*DIRECTIONS*: Everything from the line containing "Crossing-audit request: pin the stack" through the final line below must be output exactly, both ends included, with nothing else and no pictures.

*DATA LISTING*:

####################

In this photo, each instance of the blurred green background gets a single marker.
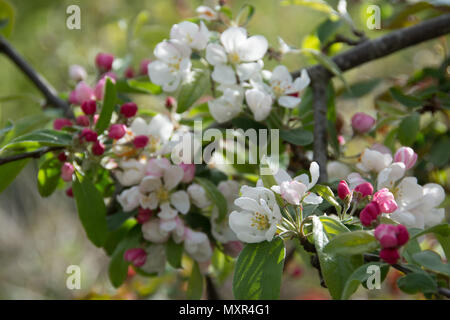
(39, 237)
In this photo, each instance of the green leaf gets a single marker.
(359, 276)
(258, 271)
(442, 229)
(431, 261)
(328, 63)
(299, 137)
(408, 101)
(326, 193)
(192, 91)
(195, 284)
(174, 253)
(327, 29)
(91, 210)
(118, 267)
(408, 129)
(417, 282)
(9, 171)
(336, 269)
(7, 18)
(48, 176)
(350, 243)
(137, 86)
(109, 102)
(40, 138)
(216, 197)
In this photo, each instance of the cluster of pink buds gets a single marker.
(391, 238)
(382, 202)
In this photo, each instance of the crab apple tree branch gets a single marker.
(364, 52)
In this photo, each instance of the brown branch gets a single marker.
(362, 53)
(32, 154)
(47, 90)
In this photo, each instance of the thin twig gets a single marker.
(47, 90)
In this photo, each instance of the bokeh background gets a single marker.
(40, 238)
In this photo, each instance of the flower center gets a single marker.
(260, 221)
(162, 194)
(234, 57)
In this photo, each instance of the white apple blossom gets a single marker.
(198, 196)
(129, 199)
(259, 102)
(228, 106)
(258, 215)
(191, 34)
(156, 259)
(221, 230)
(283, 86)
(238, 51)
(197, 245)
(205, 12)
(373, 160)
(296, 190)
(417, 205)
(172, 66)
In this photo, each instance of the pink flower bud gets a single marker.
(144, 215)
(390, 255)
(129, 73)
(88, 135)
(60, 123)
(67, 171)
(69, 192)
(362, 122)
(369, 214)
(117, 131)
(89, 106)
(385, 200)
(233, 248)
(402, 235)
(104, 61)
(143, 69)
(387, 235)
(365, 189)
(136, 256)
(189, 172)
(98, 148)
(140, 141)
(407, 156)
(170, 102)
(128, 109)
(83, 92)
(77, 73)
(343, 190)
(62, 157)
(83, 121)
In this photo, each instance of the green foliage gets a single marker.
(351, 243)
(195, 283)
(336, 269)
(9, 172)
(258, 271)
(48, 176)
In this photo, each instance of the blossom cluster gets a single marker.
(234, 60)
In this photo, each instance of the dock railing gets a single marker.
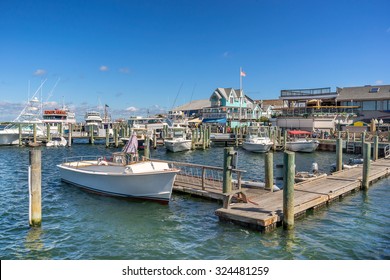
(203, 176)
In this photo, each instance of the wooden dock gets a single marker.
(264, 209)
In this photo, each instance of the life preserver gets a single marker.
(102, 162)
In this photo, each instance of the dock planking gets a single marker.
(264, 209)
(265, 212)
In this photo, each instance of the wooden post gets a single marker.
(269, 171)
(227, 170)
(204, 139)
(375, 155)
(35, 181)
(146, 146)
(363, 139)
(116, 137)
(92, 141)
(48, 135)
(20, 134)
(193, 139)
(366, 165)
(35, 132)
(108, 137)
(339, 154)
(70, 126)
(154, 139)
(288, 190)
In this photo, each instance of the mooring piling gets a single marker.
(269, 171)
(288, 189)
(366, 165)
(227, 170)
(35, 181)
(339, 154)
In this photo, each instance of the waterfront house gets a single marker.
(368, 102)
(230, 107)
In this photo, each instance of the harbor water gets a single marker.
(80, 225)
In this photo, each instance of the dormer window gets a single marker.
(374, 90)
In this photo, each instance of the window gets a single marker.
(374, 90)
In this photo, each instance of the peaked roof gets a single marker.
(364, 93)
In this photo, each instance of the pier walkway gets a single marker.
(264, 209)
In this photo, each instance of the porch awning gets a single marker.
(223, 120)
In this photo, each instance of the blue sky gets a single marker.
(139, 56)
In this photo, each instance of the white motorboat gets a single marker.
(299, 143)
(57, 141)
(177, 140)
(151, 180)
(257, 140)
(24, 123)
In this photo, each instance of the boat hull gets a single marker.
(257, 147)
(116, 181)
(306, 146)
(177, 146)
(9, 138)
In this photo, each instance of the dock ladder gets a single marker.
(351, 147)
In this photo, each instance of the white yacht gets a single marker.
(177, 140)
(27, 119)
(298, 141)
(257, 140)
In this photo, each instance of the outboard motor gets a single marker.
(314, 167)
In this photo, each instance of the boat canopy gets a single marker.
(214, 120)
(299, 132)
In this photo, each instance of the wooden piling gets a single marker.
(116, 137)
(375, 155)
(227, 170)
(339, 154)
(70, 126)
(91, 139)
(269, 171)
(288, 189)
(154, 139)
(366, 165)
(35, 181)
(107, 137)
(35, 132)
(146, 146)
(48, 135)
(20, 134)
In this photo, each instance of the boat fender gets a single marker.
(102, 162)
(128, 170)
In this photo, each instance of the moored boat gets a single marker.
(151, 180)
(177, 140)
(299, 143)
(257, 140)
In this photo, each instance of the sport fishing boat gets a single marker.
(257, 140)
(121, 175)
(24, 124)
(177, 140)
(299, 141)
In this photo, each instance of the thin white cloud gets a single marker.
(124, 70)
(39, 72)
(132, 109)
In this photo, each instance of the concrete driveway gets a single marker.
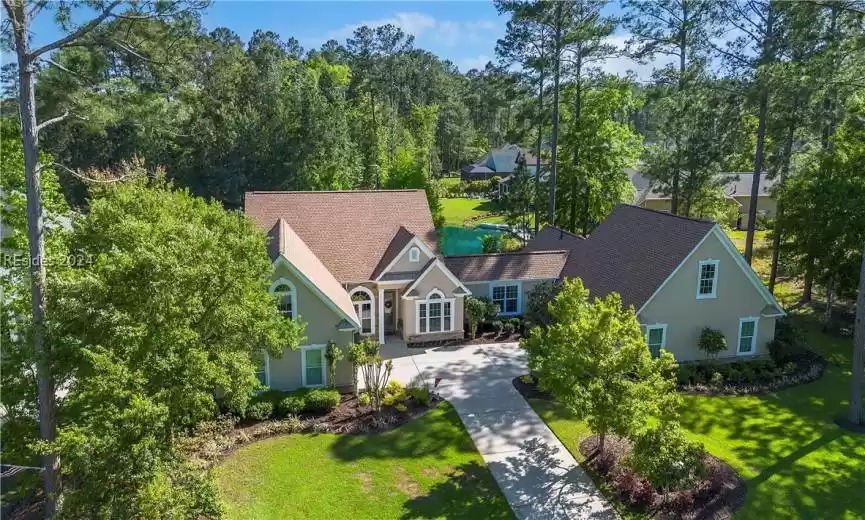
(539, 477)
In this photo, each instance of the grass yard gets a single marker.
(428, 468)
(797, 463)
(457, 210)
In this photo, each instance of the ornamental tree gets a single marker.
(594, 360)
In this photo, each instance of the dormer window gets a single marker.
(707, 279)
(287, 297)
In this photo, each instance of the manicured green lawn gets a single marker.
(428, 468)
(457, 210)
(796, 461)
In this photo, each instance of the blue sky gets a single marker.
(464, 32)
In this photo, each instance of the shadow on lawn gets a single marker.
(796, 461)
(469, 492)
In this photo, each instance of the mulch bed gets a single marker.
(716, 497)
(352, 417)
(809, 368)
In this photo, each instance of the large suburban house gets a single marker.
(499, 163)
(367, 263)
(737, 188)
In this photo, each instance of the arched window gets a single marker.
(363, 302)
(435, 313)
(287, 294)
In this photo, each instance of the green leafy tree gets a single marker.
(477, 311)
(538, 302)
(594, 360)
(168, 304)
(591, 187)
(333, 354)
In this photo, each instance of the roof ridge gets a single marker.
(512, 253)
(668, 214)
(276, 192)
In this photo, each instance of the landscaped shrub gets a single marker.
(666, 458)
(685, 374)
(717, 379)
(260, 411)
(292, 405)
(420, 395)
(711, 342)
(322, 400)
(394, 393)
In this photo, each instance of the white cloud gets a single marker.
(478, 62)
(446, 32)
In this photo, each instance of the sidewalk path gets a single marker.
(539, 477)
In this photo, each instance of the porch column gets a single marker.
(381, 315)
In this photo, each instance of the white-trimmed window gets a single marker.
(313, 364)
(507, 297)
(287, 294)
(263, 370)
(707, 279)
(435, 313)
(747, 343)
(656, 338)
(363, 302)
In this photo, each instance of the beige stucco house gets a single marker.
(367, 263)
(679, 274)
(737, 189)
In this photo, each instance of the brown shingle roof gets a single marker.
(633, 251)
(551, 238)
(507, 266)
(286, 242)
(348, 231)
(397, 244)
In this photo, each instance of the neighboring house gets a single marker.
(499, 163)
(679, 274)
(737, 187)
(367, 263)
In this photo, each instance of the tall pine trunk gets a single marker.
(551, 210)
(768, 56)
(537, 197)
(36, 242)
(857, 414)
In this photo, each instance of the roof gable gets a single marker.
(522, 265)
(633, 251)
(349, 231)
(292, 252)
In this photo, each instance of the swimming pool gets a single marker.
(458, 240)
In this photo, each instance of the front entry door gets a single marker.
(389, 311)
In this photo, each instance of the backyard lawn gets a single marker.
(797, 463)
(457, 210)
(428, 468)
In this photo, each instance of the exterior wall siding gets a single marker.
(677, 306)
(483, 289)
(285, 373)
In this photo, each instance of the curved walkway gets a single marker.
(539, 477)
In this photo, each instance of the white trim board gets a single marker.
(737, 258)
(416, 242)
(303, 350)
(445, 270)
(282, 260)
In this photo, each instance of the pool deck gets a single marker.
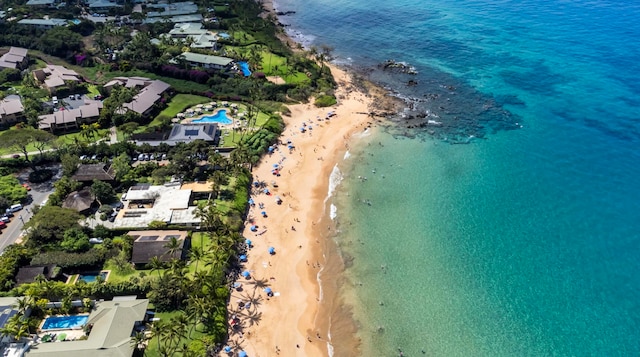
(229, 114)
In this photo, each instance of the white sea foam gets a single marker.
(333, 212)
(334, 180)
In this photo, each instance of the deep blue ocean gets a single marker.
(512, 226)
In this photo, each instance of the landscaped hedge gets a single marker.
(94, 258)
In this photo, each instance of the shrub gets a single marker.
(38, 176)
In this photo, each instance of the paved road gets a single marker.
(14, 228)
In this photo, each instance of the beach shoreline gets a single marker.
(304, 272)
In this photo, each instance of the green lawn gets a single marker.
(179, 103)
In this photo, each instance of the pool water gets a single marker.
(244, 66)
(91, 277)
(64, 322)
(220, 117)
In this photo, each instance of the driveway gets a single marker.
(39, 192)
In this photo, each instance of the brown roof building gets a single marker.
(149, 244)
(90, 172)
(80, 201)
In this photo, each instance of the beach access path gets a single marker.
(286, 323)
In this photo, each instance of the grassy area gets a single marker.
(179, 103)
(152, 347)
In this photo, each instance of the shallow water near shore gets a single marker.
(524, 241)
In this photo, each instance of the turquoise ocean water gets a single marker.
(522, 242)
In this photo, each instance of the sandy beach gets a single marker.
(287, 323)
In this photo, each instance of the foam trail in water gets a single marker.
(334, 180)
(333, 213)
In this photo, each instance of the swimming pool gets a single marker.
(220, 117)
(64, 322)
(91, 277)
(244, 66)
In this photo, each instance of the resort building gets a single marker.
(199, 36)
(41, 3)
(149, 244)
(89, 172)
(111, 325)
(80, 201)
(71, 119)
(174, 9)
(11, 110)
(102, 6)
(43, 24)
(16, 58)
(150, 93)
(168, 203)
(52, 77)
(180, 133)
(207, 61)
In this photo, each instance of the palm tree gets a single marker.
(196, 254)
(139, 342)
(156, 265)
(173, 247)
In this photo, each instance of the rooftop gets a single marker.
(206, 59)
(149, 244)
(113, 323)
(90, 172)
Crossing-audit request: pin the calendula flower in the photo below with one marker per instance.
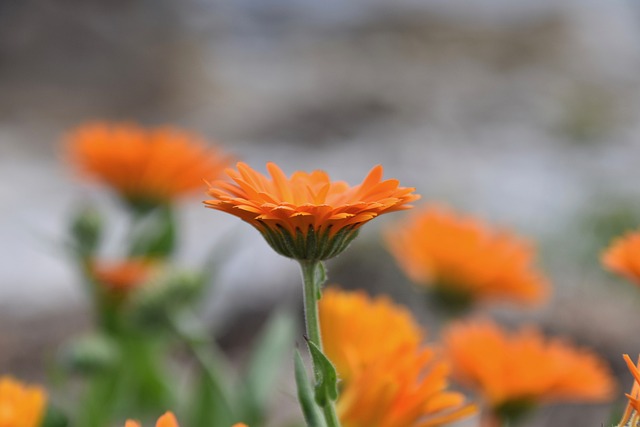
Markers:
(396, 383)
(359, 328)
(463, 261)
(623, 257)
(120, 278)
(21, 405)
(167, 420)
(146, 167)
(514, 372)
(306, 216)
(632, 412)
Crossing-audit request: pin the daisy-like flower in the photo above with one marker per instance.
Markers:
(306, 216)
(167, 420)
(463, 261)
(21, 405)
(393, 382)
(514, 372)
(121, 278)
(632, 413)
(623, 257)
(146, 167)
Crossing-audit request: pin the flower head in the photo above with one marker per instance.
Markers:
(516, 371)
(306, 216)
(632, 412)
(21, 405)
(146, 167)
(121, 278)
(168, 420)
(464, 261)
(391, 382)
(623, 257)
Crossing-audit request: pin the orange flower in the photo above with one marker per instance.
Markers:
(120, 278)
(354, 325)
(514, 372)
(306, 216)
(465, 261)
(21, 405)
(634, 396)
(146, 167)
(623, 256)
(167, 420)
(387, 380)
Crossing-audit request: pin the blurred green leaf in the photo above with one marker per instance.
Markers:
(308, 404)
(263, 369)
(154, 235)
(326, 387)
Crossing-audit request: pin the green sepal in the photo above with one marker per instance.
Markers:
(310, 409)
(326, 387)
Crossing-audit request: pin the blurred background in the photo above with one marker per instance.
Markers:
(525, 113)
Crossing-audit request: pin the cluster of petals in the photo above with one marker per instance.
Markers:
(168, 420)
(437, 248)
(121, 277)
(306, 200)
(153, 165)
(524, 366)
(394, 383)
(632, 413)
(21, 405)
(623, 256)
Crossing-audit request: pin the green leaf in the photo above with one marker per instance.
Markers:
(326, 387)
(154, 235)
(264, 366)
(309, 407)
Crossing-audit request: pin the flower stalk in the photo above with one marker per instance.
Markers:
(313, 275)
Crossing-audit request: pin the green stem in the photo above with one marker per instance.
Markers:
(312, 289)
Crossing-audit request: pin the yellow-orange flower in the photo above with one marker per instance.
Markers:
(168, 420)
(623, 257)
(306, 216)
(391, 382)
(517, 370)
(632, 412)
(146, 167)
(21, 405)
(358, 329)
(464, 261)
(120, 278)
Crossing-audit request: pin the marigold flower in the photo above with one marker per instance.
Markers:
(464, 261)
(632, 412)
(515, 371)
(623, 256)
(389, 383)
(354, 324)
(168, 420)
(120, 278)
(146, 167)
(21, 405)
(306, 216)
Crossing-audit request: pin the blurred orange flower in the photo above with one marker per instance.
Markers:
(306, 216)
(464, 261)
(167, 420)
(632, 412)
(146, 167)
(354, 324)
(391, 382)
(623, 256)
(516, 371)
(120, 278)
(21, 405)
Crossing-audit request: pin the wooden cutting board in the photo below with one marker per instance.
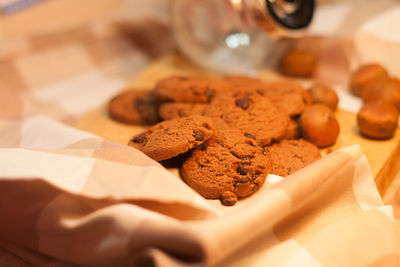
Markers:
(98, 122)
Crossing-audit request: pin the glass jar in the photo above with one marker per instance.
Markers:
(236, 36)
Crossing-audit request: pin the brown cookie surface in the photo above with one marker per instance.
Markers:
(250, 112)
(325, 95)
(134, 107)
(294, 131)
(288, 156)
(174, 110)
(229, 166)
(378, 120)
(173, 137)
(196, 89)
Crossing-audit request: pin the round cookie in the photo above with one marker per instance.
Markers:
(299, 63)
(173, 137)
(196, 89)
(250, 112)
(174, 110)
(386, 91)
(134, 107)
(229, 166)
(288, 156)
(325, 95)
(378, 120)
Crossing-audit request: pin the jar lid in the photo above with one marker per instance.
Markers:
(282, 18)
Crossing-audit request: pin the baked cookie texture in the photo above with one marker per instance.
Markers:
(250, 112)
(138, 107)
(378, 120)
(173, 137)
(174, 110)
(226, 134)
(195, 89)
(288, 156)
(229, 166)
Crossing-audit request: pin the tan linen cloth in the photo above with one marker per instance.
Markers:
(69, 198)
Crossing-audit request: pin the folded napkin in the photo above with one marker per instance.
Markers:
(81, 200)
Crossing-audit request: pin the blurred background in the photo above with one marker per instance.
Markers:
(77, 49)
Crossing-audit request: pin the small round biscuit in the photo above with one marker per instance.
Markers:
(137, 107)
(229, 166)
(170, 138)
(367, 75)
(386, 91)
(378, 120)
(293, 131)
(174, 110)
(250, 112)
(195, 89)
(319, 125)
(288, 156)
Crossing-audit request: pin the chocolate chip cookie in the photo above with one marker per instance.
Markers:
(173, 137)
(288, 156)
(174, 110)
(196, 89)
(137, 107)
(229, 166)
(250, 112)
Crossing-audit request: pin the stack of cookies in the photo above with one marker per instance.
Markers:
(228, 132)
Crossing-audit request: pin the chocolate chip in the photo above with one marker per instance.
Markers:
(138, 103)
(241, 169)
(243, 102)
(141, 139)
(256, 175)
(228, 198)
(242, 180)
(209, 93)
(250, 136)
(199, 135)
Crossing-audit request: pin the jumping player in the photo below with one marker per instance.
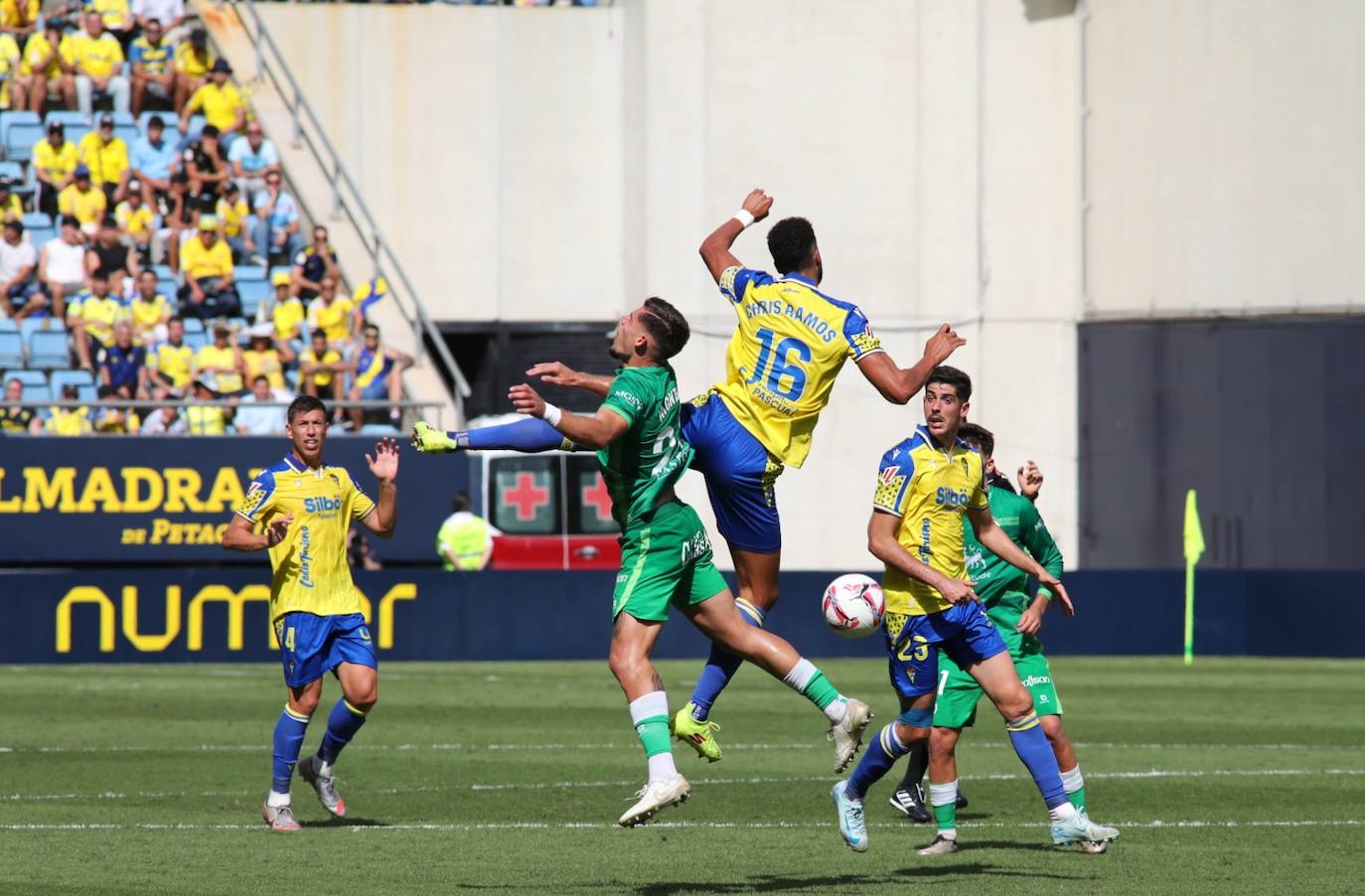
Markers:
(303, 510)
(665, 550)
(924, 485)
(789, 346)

####################

*OUTPUT OF THE EXERCISE*:
Crossing-audit request: pin the stack of cookies in the photo above with one marker per instance.
Markers:
(228, 132)
Crossing-audit request: pin the chocolate chip in the photo above with one marker per instance.
Markers:
(138, 103)
(241, 169)
(243, 102)
(141, 139)
(256, 175)
(228, 198)
(242, 180)
(209, 93)
(250, 136)
(199, 135)
Crossing-audit request: pin the jumping player in the photo below with one marker per instance.
Markers:
(303, 510)
(665, 550)
(924, 485)
(789, 346)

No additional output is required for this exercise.